Entries taken from a collection
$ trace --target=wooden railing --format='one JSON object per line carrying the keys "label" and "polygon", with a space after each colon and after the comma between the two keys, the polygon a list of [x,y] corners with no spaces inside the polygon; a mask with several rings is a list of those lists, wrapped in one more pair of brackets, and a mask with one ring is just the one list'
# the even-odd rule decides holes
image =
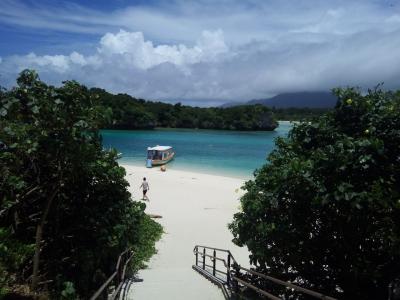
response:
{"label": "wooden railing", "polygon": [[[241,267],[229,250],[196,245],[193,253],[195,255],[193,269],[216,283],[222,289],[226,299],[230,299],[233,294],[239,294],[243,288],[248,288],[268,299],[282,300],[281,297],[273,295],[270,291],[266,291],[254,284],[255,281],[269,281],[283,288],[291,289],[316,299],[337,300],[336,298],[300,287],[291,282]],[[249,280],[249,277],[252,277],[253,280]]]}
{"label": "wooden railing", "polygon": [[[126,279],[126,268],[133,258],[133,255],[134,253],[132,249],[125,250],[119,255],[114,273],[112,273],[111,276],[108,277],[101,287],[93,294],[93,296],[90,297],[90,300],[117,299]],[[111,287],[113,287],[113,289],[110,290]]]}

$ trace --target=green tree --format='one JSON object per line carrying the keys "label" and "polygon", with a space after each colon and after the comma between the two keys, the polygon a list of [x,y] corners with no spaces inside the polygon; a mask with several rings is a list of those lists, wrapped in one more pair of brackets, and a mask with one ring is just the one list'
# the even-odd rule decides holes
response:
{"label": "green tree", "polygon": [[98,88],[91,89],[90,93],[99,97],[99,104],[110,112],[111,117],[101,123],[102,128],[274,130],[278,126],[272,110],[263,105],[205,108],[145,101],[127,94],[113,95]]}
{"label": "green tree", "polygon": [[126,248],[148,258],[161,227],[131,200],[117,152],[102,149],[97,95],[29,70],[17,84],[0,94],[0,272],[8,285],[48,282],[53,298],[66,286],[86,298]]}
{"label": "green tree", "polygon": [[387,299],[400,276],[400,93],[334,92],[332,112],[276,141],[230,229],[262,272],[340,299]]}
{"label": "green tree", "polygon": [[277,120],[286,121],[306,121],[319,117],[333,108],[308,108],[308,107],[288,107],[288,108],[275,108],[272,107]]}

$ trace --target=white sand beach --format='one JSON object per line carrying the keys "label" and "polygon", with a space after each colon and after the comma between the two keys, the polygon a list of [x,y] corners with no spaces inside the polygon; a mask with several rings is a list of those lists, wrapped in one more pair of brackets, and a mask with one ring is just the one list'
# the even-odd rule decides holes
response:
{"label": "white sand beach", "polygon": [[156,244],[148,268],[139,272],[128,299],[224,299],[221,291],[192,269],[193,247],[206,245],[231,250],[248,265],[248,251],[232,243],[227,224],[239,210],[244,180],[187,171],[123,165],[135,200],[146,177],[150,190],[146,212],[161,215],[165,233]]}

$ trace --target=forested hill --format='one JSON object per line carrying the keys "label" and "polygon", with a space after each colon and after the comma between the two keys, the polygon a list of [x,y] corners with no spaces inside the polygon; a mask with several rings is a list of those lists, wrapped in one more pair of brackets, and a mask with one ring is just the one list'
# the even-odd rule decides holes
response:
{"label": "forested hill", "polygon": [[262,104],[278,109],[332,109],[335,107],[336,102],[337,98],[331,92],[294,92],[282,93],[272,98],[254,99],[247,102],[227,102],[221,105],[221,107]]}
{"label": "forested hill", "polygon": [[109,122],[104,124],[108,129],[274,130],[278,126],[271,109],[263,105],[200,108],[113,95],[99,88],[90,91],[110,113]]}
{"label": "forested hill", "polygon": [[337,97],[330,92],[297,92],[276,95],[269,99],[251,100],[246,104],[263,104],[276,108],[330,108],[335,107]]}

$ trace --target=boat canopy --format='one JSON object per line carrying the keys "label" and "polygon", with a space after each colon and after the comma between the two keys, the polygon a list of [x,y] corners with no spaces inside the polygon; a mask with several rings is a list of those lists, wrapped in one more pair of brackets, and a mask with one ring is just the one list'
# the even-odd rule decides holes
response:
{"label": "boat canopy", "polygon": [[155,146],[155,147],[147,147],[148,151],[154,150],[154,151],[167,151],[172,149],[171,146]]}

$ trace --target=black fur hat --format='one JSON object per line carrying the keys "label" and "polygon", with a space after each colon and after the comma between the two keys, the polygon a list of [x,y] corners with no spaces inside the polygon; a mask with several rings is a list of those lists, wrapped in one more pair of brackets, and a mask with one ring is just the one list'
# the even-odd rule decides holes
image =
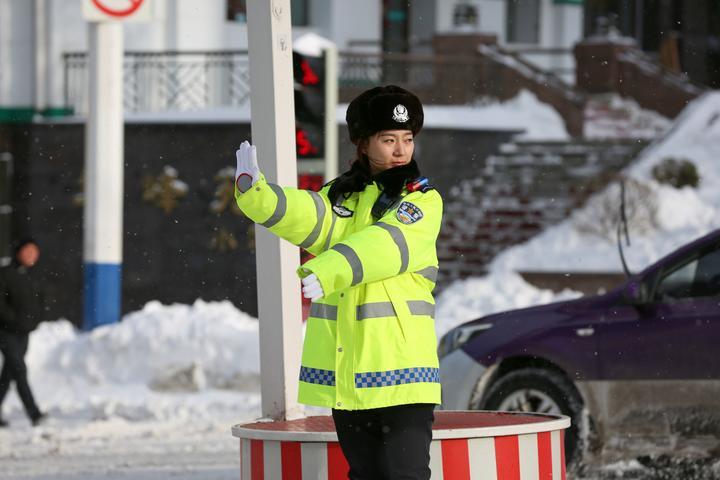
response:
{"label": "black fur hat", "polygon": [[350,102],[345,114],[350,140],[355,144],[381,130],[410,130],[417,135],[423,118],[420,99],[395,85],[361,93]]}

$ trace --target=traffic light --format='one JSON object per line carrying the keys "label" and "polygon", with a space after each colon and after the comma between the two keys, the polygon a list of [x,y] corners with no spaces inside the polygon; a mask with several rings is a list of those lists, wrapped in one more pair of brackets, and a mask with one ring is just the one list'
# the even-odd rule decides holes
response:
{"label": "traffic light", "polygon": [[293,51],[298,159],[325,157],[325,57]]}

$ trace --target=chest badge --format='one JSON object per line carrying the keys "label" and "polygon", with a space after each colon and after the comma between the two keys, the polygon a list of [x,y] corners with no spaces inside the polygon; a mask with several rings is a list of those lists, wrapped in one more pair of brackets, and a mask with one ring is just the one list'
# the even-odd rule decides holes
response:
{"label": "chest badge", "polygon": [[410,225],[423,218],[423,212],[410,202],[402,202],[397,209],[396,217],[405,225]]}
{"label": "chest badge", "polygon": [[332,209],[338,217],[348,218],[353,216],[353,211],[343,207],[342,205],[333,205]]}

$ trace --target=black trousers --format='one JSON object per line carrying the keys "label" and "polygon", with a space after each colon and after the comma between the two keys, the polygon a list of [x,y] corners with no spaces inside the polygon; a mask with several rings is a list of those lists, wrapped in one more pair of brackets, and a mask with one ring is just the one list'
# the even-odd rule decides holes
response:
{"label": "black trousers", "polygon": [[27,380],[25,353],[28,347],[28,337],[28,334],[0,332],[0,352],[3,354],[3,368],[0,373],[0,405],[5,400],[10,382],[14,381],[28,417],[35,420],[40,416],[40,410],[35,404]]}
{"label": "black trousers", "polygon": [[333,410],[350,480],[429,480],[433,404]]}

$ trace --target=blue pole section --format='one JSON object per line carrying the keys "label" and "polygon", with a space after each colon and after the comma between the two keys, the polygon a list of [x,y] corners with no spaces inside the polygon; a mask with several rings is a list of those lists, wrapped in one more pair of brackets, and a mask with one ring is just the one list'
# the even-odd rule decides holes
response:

• What to work on:
Where the data contains images, drop them and print the rest exactly.

• Result:
$ trace --target=wooden railing --format='one JSON object per line carrying the keys "label" and "polygon", with a space after each colon and after the comma between the two keys, the polygon a list of [x,y] corners with no spaces inside the polygon; a mask with several rings is a list of those lists, wrapped in one more pair of brackets, and a mask with one ring is just the one list'
# the even-odd rule decides holes
image =
response:
{"label": "wooden railing", "polygon": [[[241,267],[229,250],[196,245],[193,253],[195,255],[193,269],[216,283],[222,289],[226,299],[230,299],[233,294],[239,294],[243,288],[248,288],[268,299],[282,300],[281,297],[273,295],[270,291],[266,291],[254,284],[255,281],[269,281],[283,288],[291,289],[316,299],[337,300],[336,298],[300,287],[291,282]],[[249,280],[249,277],[252,277],[253,280]]]}
{"label": "wooden railing", "polygon": [[[126,279],[126,268],[133,258],[133,255],[134,253],[132,249],[125,250],[119,255],[114,273],[112,273],[111,276],[108,277],[101,287],[93,294],[93,296],[90,297],[90,300],[117,299]],[[111,287],[113,287],[113,289],[110,290]]]}

$ trace --target=green tree --format='one JSON object per line carrying the keys "label" and "polygon", with a space after each colon and after the comma between the two keys, the polygon a list of [x,y] corners with no spaces inside the polygon; a mask with several rings is a list of those lists, wrapped in one more pair of brackets, and a mask with one ring is just the one list'
# the even-odd rule decides holes
response:
{"label": "green tree", "polygon": [[98,88],[91,89],[90,93],[99,97],[99,104],[110,112],[111,117],[101,123],[102,128],[274,130],[278,126],[272,110],[263,105],[205,108],[145,101],[127,94],[113,95]]}
{"label": "green tree", "polygon": [[126,248],[148,258],[161,227],[131,200],[117,152],[102,149],[97,95],[29,70],[17,84],[0,94],[0,272],[8,285],[48,282],[53,298],[66,286],[86,298]]}
{"label": "green tree", "polygon": [[387,299],[400,276],[400,93],[334,92],[332,112],[276,141],[230,229],[262,272],[340,299]]}
{"label": "green tree", "polygon": [[277,120],[286,121],[306,121],[319,117],[333,108],[308,108],[308,107],[288,107],[288,108],[275,108],[272,107]]}

$ trace --target=white sand beach --format='one JSON object per line carrying the keys "label" and "polygon", with a space after each colon and after the comma between the two keys, the polygon a list of [x,y] corners with no spaces inside the polygon; a mask with several rings is a list of those lists, wrapped in one more pair of brackets, and a mask with one ring is just the one list'
# the even-odd rule decides holes
response:
{"label": "white sand beach", "polygon": [[156,244],[148,268],[139,272],[128,299],[224,299],[221,291],[192,269],[193,247],[206,245],[231,250],[248,265],[248,251],[232,243],[227,224],[239,210],[244,180],[187,171],[123,165],[135,200],[146,177],[150,190],[146,212],[161,215],[165,233]]}

$ trace --target=forested hill --format='one JSON object per line carrying the keys "label" and "polygon", with a space after each colon and after the comma between the two keys, the polygon a list of [x,y] corners with no spaces inside the polygon; a mask with several rings is a list of those lists, wrapped in one more pair of brackets, and a mask with one ring is just the one list'
# the even-odd rule decides holes
response:
{"label": "forested hill", "polygon": [[262,104],[278,109],[332,109],[335,107],[336,102],[337,98],[331,92],[294,92],[282,93],[272,98],[254,99],[247,102],[227,102],[221,105],[221,107]]}
{"label": "forested hill", "polygon": [[109,122],[104,124],[108,129],[274,130],[278,126],[271,109],[263,105],[200,108],[113,95],[99,88],[90,91],[110,113]]}
{"label": "forested hill", "polygon": [[337,97],[330,92],[297,92],[276,95],[269,99],[251,100],[246,104],[263,104],[276,108],[330,108],[335,107]]}

$ trace --target=boat canopy --format='one JSON object per line carrying the keys "label" and "polygon", with a space after each colon and after the comma between the two keys, the polygon a list of [x,y] corners with no spaces inside the polygon; a mask with several rings is a list of those lists, wrapped in one more pair of brackets, and a mask with one ring is just the one list'
# the even-odd rule decides holes
response:
{"label": "boat canopy", "polygon": [[155,146],[155,147],[147,147],[148,151],[154,150],[154,151],[167,151],[172,149],[171,146]]}

$ trace --target=black fur hat --format='one JSON object per line carrying the keys "label" and "polygon", with a space after each colon and after the comma between the two keys, the polygon a list of [x,y] corners with no spaces inside the polygon; a mask with several rings is a list of those lists, wrapped in one more pair of brackets, and a mask with one ring is just the one list'
# the even-odd rule decides holes
image =
response:
{"label": "black fur hat", "polygon": [[350,102],[345,114],[350,140],[355,144],[381,130],[410,130],[417,135],[423,118],[420,99],[395,85],[361,93]]}

$ trace --target=traffic light --format='one JSON object per line carrying the keys "label" and "polygon", with a space after each colon and after the comma between the two keys, the polygon a list of [x,y] corners with no spaces inside the polygon; a mask with several rings is a list of those lists, wrapped in one more pair of brackets, and a mask with one ring is just the one list'
# the even-odd rule decides holes
response:
{"label": "traffic light", "polygon": [[293,51],[298,159],[325,157],[325,57]]}

$ trace --target=chest badge --format='one JSON object per line carrying the keys "label" and "polygon", with a space after each colon and after the comma between the two keys, the polygon a list of [x,y] corners with no spaces inside the polygon; a mask with several rings is a list of those lists, wrapped in one more pair of brackets, and a mask with one ring is just the one list'
# the even-odd rule decides holes
response:
{"label": "chest badge", "polygon": [[410,225],[423,218],[423,212],[410,202],[402,202],[397,209],[396,217],[405,225]]}
{"label": "chest badge", "polygon": [[332,209],[338,217],[348,218],[353,216],[353,211],[343,207],[342,205],[333,205]]}

$ trace --target=black trousers --format='one JSON object per line carrying the keys "label" and "polygon", with a space after each colon and after the comma between the two keys, the polygon a list of [x,y] corners with no spaces inside the polygon; a mask with several rings is a list of those lists, wrapped in one more pair of brackets, and a mask with one ring is just the one list'
# the even-odd rule decides holes
response:
{"label": "black trousers", "polygon": [[27,380],[25,353],[28,347],[28,337],[28,334],[0,332],[0,352],[3,354],[3,368],[0,373],[0,405],[5,400],[10,382],[14,381],[28,417],[35,420],[40,416],[40,410],[35,404]]}
{"label": "black trousers", "polygon": [[333,410],[350,480],[429,480],[433,404]]}

$ trace --target=blue pole section --format='one JSON object per line carrying the keys "label" and "polygon", with a space after each colon and after the comma between the two keys, the polygon a list of [x,y] corners with no spaces inside the polygon; a mask with several rings is a list of those lists, wrapped in one more pair of brackets, and a mask with one ring is just the one list'
# the even-odd rule decides holes
response:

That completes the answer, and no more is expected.